(Given task)
Can you transcribe every line of these records with no changes at all?

══ Input data

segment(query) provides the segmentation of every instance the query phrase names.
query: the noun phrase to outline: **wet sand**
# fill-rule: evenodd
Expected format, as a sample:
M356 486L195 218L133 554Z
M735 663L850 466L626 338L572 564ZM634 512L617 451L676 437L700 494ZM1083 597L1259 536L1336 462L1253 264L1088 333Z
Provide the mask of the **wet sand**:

════

(Result of this task)
segment(query) provides the segmentation of every instance the query phrase names.
query: the noun phrase to outline: **wet sand**
# fill-rule: evenodd
Expected format, as a sample:
M356 486L195 218L133 554Z
M735 663L850 466L626 338L572 564ZM634 512L617 451L676 437L700 494ZM1083 597L1259 536L1336 462L1253 264L1088 333Z
Provide the mask of the **wet sand**:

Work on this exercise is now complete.